=== To be done ===
Gather every line of the records below that contains the string "mirror", treating uppercase and lowercase letters as distinct.

Point annotations on photos
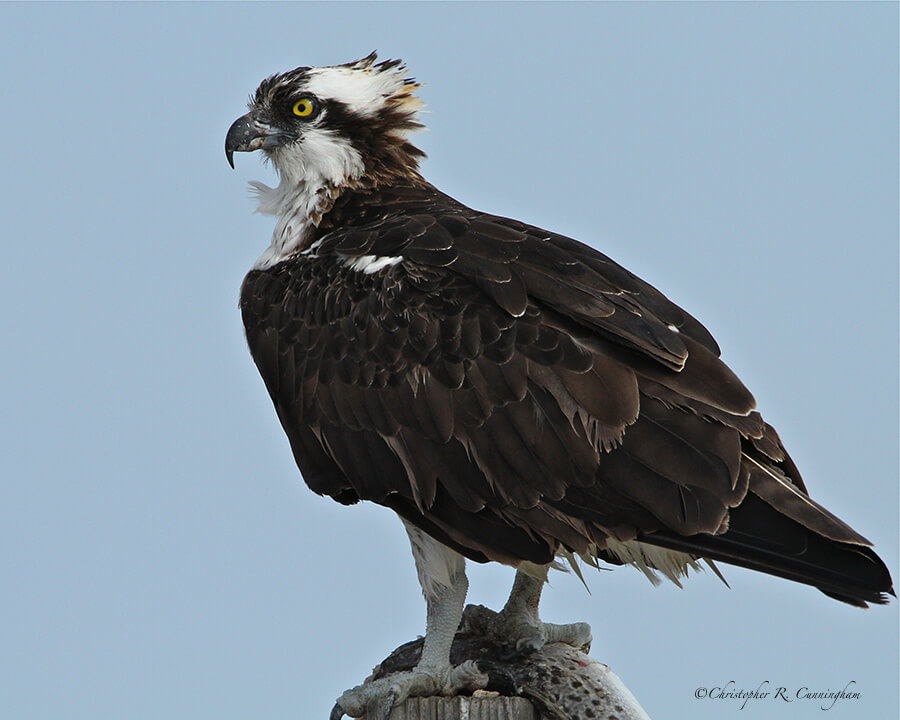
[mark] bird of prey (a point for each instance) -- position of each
(512, 394)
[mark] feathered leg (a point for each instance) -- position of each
(519, 625)
(442, 575)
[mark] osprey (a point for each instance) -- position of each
(512, 394)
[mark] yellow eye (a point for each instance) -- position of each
(303, 107)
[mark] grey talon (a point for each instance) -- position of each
(389, 705)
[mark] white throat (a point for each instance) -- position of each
(311, 171)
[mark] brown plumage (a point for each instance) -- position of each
(513, 392)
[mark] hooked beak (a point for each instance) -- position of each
(248, 134)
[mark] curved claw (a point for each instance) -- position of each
(389, 702)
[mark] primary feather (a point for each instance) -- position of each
(510, 392)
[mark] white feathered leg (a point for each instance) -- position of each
(442, 574)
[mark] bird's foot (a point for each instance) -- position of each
(375, 699)
(523, 631)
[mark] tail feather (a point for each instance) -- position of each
(761, 538)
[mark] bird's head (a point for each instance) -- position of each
(333, 126)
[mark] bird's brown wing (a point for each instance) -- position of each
(511, 391)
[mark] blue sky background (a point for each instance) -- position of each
(159, 556)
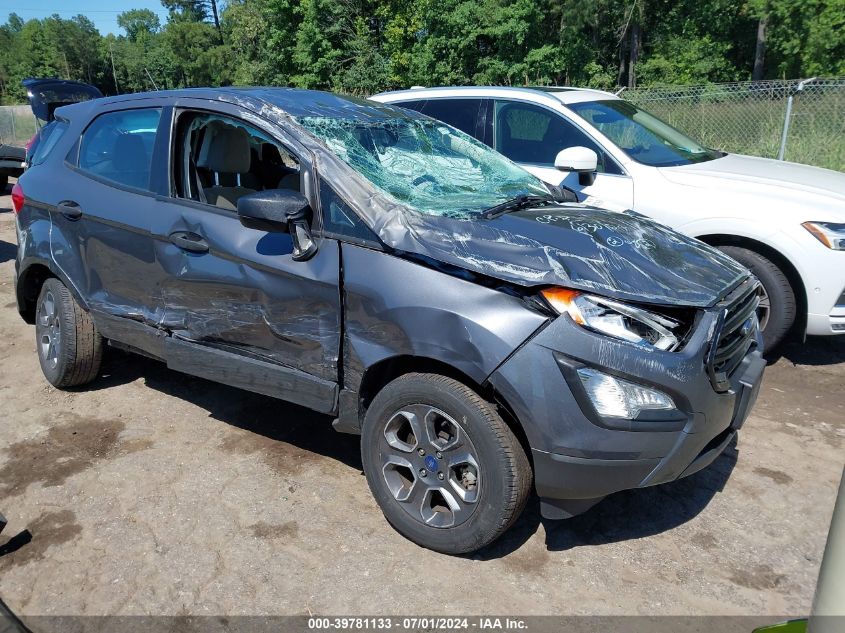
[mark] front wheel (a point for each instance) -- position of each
(777, 308)
(446, 470)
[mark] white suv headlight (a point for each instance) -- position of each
(617, 319)
(831, 234)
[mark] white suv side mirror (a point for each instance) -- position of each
(577, 159)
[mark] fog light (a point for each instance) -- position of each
(617, 398)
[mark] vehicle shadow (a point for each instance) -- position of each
(816, 351)
(623, 516)
(274, 419)
(8, 251)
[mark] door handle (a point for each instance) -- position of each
(188, 241)
(70, 209)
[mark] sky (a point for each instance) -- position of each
(102, 14)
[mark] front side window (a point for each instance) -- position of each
(339, 219)
(424, 164)
(642, 136)
(118, 146)
(218, 159)
(529, 134)
(459, 113)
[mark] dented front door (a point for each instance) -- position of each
(239, 290)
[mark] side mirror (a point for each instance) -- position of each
(578, 159)
(280, 211)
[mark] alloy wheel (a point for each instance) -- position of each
(49, 330)
(764, 307)
(430, 466)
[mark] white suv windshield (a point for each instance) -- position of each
(642, 136)
(425, 164)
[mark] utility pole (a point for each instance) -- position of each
(216, 19)
(113, 71)
(150, 78)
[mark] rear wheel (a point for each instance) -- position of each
(446, 470)
(69, 346)
(777, 309)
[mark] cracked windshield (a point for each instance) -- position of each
(425, 165)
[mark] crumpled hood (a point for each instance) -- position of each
(766, 179)
(620, 255)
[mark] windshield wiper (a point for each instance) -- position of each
(514, 204)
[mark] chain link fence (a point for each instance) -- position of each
(800, 120)
(17, 125)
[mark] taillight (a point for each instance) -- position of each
(17, 198)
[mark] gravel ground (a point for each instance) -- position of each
(151, 492)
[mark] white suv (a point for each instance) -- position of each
(784, 221)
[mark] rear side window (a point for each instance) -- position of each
(526, 133)
(118, 146)
(459, 113)
(49, 136)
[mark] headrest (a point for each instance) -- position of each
(227, 150)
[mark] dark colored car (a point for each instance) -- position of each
(482, 335)
(45, 95)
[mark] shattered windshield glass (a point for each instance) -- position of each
(425, 164)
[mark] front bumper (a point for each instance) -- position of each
(580, 457)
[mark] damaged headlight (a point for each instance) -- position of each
(616, 319)
(831, 234)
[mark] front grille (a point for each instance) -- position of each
(735, 334)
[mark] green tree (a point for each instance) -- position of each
(138, 22)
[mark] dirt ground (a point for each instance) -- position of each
(151, 492)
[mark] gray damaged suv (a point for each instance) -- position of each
(483, 333)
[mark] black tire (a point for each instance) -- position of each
(502, 480)
(77, 348)
(782, 309)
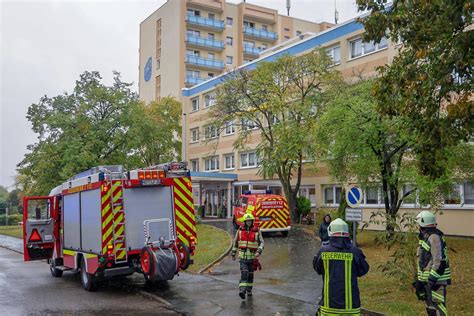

=== Complete response ===
[mark] white suv side mirror (a point for each instance) -- position of each
[mark] side mirror (a point for each instance) -- position of each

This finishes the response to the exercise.